DATA ROWS:
## Begin
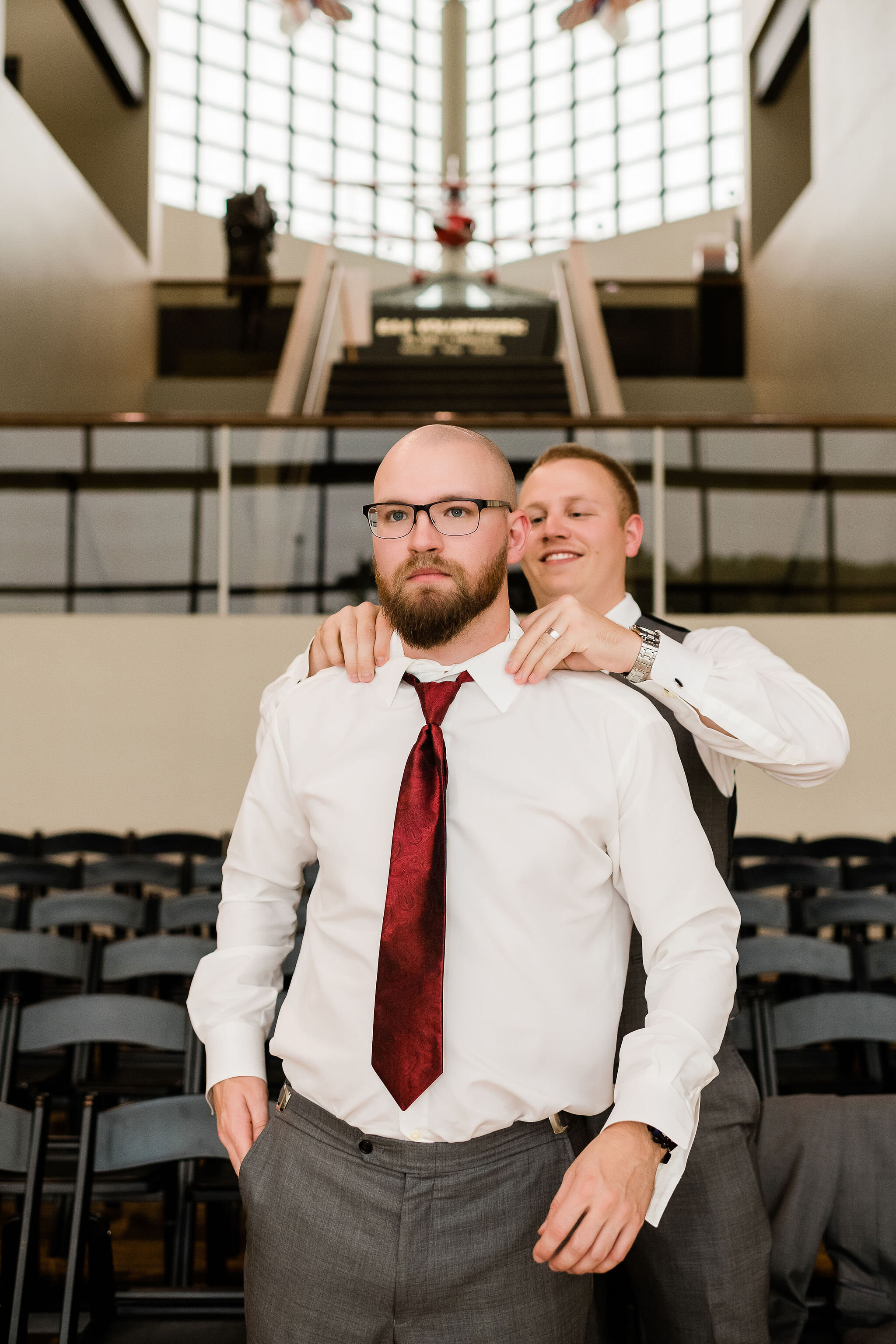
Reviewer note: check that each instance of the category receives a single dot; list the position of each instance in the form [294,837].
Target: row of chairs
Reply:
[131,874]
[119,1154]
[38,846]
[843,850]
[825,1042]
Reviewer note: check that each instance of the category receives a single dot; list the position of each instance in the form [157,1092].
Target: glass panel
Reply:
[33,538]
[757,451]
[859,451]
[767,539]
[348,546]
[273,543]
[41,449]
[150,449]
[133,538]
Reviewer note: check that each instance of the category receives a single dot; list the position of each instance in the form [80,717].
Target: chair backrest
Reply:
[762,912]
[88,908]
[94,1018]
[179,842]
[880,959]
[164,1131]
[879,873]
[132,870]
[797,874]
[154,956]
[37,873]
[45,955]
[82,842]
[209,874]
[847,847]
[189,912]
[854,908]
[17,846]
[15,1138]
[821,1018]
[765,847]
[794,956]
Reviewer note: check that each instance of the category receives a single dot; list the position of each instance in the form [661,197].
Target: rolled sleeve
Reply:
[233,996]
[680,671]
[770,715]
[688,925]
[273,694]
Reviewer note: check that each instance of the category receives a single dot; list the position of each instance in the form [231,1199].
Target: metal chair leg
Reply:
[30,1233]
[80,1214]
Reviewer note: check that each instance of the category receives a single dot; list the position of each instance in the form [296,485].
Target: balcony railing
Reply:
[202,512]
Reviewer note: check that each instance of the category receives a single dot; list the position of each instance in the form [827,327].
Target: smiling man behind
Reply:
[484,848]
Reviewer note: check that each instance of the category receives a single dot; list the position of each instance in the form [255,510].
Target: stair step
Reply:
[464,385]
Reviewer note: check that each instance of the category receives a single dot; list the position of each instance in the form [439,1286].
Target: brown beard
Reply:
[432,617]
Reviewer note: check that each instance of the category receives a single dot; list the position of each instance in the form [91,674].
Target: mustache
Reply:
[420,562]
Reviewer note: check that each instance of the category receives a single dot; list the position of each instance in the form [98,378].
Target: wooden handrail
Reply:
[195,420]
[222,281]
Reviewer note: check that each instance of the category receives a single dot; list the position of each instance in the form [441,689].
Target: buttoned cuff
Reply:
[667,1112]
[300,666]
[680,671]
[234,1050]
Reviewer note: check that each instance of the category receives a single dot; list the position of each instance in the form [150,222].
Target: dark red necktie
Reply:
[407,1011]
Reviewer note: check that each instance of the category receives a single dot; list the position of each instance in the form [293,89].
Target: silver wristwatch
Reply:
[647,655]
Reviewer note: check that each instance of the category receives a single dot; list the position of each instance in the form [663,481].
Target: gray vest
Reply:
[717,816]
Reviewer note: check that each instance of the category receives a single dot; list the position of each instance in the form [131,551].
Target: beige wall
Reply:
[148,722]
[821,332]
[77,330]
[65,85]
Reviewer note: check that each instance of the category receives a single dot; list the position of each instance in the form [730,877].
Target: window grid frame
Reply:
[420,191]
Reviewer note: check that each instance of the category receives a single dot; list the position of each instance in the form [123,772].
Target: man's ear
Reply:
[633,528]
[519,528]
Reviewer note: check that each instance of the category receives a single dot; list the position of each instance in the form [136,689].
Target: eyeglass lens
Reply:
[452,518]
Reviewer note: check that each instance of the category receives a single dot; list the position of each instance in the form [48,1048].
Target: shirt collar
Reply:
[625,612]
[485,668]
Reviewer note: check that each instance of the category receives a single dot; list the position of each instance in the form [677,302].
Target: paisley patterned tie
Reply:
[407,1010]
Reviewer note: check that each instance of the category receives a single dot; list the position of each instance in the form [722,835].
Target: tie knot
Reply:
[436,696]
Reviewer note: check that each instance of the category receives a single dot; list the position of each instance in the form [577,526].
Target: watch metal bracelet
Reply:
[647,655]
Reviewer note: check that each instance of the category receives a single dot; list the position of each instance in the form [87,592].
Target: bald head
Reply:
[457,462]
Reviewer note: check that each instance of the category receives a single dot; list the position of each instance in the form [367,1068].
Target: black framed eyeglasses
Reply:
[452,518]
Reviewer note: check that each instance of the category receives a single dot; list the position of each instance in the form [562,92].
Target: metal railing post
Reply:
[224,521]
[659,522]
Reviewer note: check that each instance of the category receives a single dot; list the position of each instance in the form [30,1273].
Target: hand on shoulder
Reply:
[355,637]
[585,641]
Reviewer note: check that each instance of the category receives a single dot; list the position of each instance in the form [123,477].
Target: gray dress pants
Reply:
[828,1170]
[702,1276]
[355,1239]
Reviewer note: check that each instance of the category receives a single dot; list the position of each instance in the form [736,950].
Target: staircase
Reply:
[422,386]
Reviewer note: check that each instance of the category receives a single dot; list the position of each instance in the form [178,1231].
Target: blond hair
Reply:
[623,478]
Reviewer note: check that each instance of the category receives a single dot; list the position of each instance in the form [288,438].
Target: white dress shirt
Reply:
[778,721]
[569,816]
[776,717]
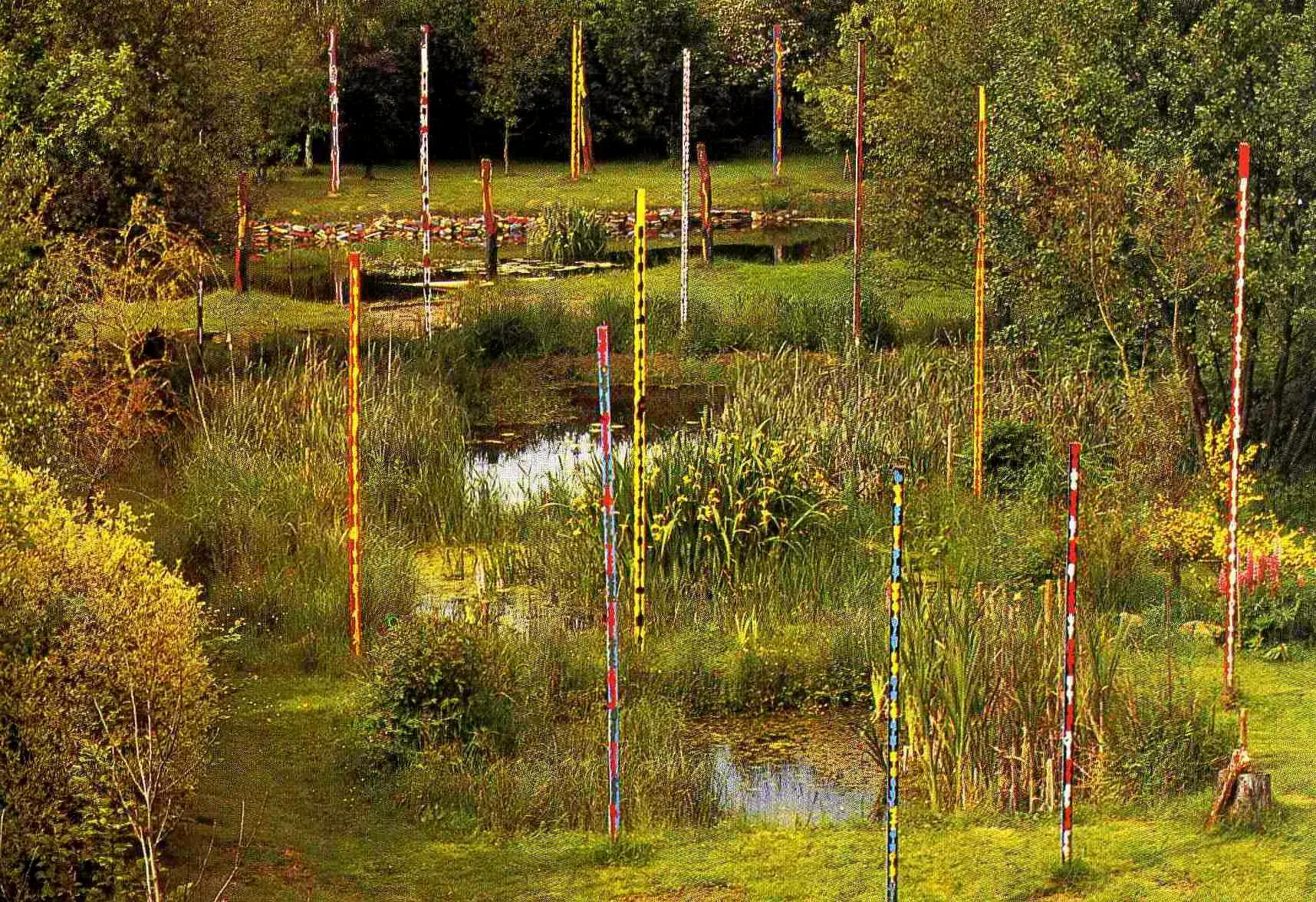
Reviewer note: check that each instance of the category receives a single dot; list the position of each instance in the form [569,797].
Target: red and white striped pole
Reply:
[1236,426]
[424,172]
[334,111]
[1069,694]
## End
WHAT THE TASK REQUIRES:
Present every line of the material above as a numbered list, omitting any blank lines. Leave the pictures out of your answer.

EXERCISE SOLUTION:
1. Reviewer note: check that each instance of the category receives a single dot; list the position of each instance in the form [294,837].
2. Target: row of chairs
3. Reply:
4. [131,874]
5. [119,1154]
6. [38,846]
7. [843,850]
8. [825,1042]
9. Reviewer note: check that each instance of the category receives a single dot; list the position of each instance in the form [157,1092].
10. Target: glass panel
11. Reply:
12. [33,538]
13. [757,451]
14. [859,451]
15. [767,539]
16. [348,546]
17. [273,543]
18. [41,449]
19. [150,449]
20. [133,538]
21. Reviewer note: check that each instance of the category receives a single dot; list the position of each instance in the form [80,717].
22. Target: chair backrest
23. Reply:
24. [762,912]
25. [88,908]
26. [94,1018]
27. [179,842]
28. [880,959]
29. [164,1131]
30. [879,873]
31. [132,870]
32. [797,874]
33. [154,956]
34. [37,873]
35. [45,955]
36. [82,842]
37. [209,874]
38. [847,847]
39. [189,912]
40. [854,908]
41. [17,846]
42. [15,1138]
43. [821,1018]
44. [765,847]
45. [794,956]
46. Reviewer note: check that each instance of the category receives a single dot; list the position of each instance in the form [661,197].
47. Target: rolled sleeve
48. Reply:
49. [233,996]
50. [680,671]
51. [770,715]
52. [688,925]
53. [273,694]
54. Reviewer note: check that each instance of the category receives a single dot; list the position of each instance in the form [231,1199].
55. Target: metal chair leg
56. Reply:
57. [30,1233]
58. [80,1214]
59. Reviewer note: check that each instance of the category receives a single dot; list the position of each instance in the form [296,485].
60. Target: balcony railing
61. Reply:
62. [202,512]
63. Reviewer note: check that each instance of the category receives a single dot; list the position of each instance in the form [827,327].
64. Target: smiling man behind
65. Reply:
66. [484,848]
67. Reviewer note: check that each instance of the category receives a single dot; list the position of each instance in the form [255,510].
68. Target: stair step
69. Reply:
70. [464,385]
71. Reviewer note: check that each instance of the category receives a single dot; list the position of each instance in the form [439,1286].
72. Target: brown beard
73. Reply:
74. [432,617]
75. Reviewer note: check that each instance of the category receives a single dot; list the position of each instance in the form [91,674].
76. Target: mustache
77. Reply:
78. [420,562]
79. Reviewer note: check that each instance of the category receives a single dot; list the position of each instance in the form [98,378].
80. Target: wooden handrail
81. Reply:
82. [195,420]
83. [222,281]
84. Reviewer note: check that each instance of the category receives a single dot; list the position of each instance in the form [441,689].
85. Target: buttoned cuff
86. Reply:
87. [667,1112]
88. [300,666]
89. [680,671]
90. [234,1050]
91. Reviewer note: check that each instance of the category receives a single dot; list the position of each instance in the form [150,222].
92. Target: dark red necktie
93. Reply:
94. [407,1011]
95. Reviewer note: check that each instance of the category receives a single dot; list the position of each instance in the form [293,89].
96. Target: silver wristwatch
97. Reply:
98. [647,655]
99. Reviewer note: check that each instance of the category receives a single dot; list the position of each instance in the form [663,481].
100. Target: gray vest
101. Reply:
102. [717,816]
103. Reviewer note: check that each instance of the category receives a single dot; list the position of each instance in the form [131,551].
104. Target: beige wall
105. Reply:
106. [148,722]
107. [821,332]
108. [77,330]
109. [65,85]
110. Reviewer note: check that each instance of the category receives a single dot; list the position of each instance in the form [730,877].
111. Target: window grid frame
112. Reply:
113. [420,191]
114. Reviewer note: check that each instance of the category receives a single dot; list the position of each instance in the form [123,772].
115. Target: man's ear
116. Reply:
117. [633,528]
118. [519,528]
119. Reviewer note: check that each instance of the category receives a single dot; list the position of each instance in the form [136,689].
120. Target: eyeglass lens
121. Reply:
122. [452,518]
123. Reviewer note: check that each instance of the category receives a single dot; list the position of each instance in the form [48,1048].
124. Target: shirt collar
125. Reply:
126. [625,612]
127. [485,668]
128. Reviewer note: check that each instance of the category receives a single dot; list the position of each instance in the form [677,302].
129. Target: paisley patterned tie
130. Reply:
131. [407,1010]
132. Reviewer note: check that each instance of the category receives a single dot; list the position of each instance in the form [722,835].
133. Target: tie knot
134. Reply:
135. [436,696]
136. Reviewer note: check that each instance of the category receives a single dot; list the position of each instance in the form [577,526].
137. Target: watch metal bracelet
138. Reply:
139. [647,655]
140. Reviewer note: check that each instance of the category receives a single dot; list the position of each instance in the form [87,592].
141. Target: bald head
142. Reply:
143. [457,462]
144. Reviewer note: check that each instance of the category receives a single dot; list the position of each instance in the form [367,1068].
145. Target: black framed eyeglasses
146. Reply:
147. [452,518]
148. Reviewer note: check that each instance of the category receives a single dot; list the position of each instance in the form [562,92].
149. Target: metal railing post
150. Reply:
151. [224,521]
152. [659,522]
153. Reviewer note: check that each instance of the category receives a single dot; list the position of each instance in the form [30,1273].
154. Target: hand on shoulder
155. Reply:
156. [355,637]
157. [585,641]
158. Reviewer note: check that each instance of the category receives a single dot; list the position of each instance in the form [123,477].
159. Target: gray dress pants
160. Reply:
161. [828,1170]
162. [702,1276]
163. [355,1239]
164. Reviewer note: check that each instance of the category receives a single dot; list the position of each instance in the form [736,950].
165. Target: staircase
166. Reply:
167. [422,386]
168. Reviewer note: check that each instance of the category receives a single dot; list the position of each instance in the form [178,1231].
169. Target: blond hair
170. Reply:
171. [623,478]
172. Reviewer note: check that each instance of the category receives a single dot; list the position of each instance in the form [288,438].
173. Target: white dress shirt
174. Reply:
175. [778,721]
176. [569,816]
177. [776,717]
178. Reviewer note: check that each instance of the category receives a single dot; list the position of each instance in the form [569,797].
179. Target: red and white striped pole
180. Reply:
181. [1236,426]
182. [424,172]
183. [334,111]
184. [1069,694]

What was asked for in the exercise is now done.